**Task item**
Pick up the commentary on the Greek bailout deal after its final sentence and keep writing.

**Document excerpt**
So in the usual one minute to midnight fashion or maybe 6am in this case, the EU and Greece came up with a new fudged proposal to bail out the Greek economy for another three years - maybe. I find it sad that in the home of democracy they went though the charade of giving the people a vote on whether to accept or reject further austerity then turn around and sign up for pretty much what had been rejected while extracting little or nothing in the way of concessions or badly needed debt relief. It seems unlikely to me that further spending cuts and tax rises and staying in the Euro is going to do much for the plight of the sickly Greek economy.
Consequently it remains to be seen if they will get it through parliament or not or if there will be a popular back lash against this apparent injustice. I also find it strange that the EU leaders tried to manipulate the vote by saying a No would mean an exit from the Euro, while The European commission president, Jean-Claude Juncker said pretty much the same thing.
Meanwhile a week on Junker says "there will be no Grexit, satisfied with deal" with the inconvenient No vote apparently meaning nothing and promptly being forgotten about. This carries on the pattern of No votes in referenda being generally ignored as EU leaders carry on with their grand plan for ever closer union regardless and do their utmost to keep the Euro from falling apart. As a result the poor Greeks are losing much of their sovereignty to the EU which is the ultimate goal of ever closer union at the end of the day. Oh well plus ça change as they say in France, but as investors I guess we should just be happy that the uncertainty is over for now (assuming it is approved by the Greek parliament) and that markets can maybe focus on something else for now until the next inevitable Greek crisis blows up again a few years down the line.

[Dataset entries]
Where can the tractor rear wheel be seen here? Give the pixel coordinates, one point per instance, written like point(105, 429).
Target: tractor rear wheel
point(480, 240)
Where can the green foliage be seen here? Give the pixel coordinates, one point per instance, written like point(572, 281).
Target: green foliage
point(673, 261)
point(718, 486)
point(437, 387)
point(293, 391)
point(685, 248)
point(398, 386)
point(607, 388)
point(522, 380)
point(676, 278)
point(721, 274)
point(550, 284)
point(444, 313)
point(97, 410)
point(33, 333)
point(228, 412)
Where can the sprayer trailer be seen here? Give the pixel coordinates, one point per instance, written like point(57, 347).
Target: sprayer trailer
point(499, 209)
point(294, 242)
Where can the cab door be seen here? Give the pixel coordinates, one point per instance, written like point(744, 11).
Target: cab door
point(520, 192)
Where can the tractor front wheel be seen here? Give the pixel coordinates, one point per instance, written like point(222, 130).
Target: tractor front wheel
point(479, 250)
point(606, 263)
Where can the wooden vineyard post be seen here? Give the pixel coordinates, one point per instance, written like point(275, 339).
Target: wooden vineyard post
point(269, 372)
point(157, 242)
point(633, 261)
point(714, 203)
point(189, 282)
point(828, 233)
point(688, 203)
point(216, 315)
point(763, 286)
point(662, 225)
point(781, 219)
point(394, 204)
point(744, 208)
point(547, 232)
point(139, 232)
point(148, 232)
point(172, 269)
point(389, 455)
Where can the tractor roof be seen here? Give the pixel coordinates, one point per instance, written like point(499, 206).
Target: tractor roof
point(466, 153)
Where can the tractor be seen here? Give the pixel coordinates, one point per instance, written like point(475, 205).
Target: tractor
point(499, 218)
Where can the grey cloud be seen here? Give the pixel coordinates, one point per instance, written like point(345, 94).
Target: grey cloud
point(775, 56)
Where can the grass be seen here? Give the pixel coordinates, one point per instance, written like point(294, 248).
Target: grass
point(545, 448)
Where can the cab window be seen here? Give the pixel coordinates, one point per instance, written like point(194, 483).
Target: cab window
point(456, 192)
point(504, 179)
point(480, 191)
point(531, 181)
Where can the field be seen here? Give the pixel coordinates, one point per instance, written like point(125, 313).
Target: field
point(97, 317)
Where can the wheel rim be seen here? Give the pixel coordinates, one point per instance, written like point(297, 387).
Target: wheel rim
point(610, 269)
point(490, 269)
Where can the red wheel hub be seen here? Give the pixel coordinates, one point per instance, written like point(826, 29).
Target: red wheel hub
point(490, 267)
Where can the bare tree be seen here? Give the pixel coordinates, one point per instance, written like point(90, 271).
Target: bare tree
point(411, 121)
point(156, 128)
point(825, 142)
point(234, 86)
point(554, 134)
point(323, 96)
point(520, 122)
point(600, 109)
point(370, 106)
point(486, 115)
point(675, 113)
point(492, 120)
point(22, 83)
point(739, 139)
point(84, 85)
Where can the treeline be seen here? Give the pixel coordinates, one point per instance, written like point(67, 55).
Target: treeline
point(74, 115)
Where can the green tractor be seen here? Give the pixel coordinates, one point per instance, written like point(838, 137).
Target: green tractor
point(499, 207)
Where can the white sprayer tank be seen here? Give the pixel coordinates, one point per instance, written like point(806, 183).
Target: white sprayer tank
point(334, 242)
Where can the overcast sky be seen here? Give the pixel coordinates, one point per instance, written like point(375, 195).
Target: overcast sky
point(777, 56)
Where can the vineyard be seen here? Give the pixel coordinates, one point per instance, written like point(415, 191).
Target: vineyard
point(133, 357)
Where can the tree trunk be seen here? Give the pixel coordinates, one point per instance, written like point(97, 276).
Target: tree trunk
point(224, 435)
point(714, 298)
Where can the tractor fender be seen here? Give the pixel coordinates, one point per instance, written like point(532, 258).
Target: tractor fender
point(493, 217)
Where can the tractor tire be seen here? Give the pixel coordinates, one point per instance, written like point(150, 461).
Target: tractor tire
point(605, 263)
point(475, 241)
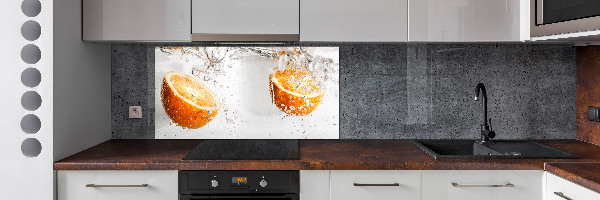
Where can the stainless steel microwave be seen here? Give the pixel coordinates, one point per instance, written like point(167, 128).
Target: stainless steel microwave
point(557, 17)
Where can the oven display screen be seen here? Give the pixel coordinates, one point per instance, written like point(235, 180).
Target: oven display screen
point(239, 180)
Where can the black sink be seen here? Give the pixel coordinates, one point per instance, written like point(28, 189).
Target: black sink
point(492, 149)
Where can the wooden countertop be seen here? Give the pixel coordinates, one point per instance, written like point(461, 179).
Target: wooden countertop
point(581, 173)
point(315, 155)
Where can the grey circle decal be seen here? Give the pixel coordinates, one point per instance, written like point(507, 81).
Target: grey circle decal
point(31, 54)
point(31, 100)
point(31, 8)
point(31, 147)
point(31, 30)
point(31, 124)
point(31, 77)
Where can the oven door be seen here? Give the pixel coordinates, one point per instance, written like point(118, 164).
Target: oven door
point(235, 197)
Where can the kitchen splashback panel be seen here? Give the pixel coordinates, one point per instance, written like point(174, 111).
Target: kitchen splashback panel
point(408, 90)
point(246, 92)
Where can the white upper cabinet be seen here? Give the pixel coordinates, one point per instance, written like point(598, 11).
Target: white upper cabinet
point(468, 20)
point(136, 20)
point(354, 20)
point(244, 20)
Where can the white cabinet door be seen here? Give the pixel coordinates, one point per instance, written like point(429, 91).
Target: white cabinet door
point(354, 20)
point(375, 185)
point(314, 184)
point(561, 189)
point(136, 20)
point(117, 185)
point(468, 20)
point(245, 17)
point(482, 184)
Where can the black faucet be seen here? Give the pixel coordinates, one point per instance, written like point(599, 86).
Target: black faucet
point(486, 129)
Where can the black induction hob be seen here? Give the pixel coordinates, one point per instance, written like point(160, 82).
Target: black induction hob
point(245, 150)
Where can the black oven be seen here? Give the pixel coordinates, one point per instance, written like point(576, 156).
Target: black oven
point(554, 19)
point(232, 185)
point(555, 11)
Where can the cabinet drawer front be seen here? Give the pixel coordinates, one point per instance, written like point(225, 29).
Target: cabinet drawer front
point(482, 184)
point(246, 17)
point(567, 189)
point(380, 185)
point(117, 185)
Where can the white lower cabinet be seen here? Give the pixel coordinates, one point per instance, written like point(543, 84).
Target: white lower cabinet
point(314, 184)
point(561, 189)
point(375, 185)
point(482, 184)
point(117, 185)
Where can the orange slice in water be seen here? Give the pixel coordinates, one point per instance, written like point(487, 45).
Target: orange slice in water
point(294, 91)
point(187, 101)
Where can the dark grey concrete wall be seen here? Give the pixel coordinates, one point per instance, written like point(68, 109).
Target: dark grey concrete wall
point(409, 90)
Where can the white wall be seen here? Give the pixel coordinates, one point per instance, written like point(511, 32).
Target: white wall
point(82, 84)
point(23, 177)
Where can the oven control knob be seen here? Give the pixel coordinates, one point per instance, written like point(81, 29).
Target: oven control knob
point(263, 183)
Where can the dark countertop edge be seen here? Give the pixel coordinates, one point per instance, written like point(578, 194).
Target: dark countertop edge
point(579, 179)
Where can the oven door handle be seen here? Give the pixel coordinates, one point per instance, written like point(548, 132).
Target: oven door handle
point(192, 197)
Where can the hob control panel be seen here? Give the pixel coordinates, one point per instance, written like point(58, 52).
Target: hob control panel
point(215, 182)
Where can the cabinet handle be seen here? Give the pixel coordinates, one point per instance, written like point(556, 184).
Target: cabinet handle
point(361, 184)
point(505, 185)
point(94, 185)
point(560, 194)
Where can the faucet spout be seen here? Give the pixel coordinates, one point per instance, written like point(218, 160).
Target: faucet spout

**Response**
Talking of which we have had a trading update from EMIS Group (EMIS) the £600m Aim listed UK leader in connected healthcare software and services which is helping another over spending outfit, the NHS in England, to achieve cost savings. In their in line update today they flagged that the NHS in England has identified the need to create £22bn in efficiency savings to fill a £30bn gap between likely demand and funding by 2020, Tim Kelsey, National Director for Patients and Information at NHS England, has announced that the use of digital technology can create savings of £8.3bn to £13.7bn a year by then. Emis therefore see themselves as being well placed to help with delivering some of this given their strong market positions in some key areas such as GP surgeries, Primary & Community Care, Community Pharmacies and Secondary and Specialist Care software.
Longer term readers may remember that this is one I suggested looking into when it was down around 600p per share in 2014. Since then it has done well and been re-rated onto a fairly full looking rating of around 20x with a yield of just over 2% but with 20%+ earnings growth forecast for the current year.
As I have explained in the past with posts on sell discipline here and here which outlined why I tend to use those kind of metrics (20x & 2%) as a trigger for re-considering a stock as don't tend to buy stocks on that kind of rating and above.
Thus this one is one I have been toying with the idea of selling, but for now I have continued to run it as it continues to be a good quality company which is continuing to perform well and which has seen upgrades to earnings this year. While looking ahead, given the statement today and the separate announcement of another small (£3m) earnings enhancing acquisition, this should help to underpin and possibly lead to further upgrades to earnings. On this basis I'm still just about inclined to run with it given the continued positive trading, but accept that a further upwards re-rating seems unlikely. However if I do find something offering similar quality and growth but on a more reasonable rating then I may rotate into that, so a hold / look to sell up here rather than a buy I would say.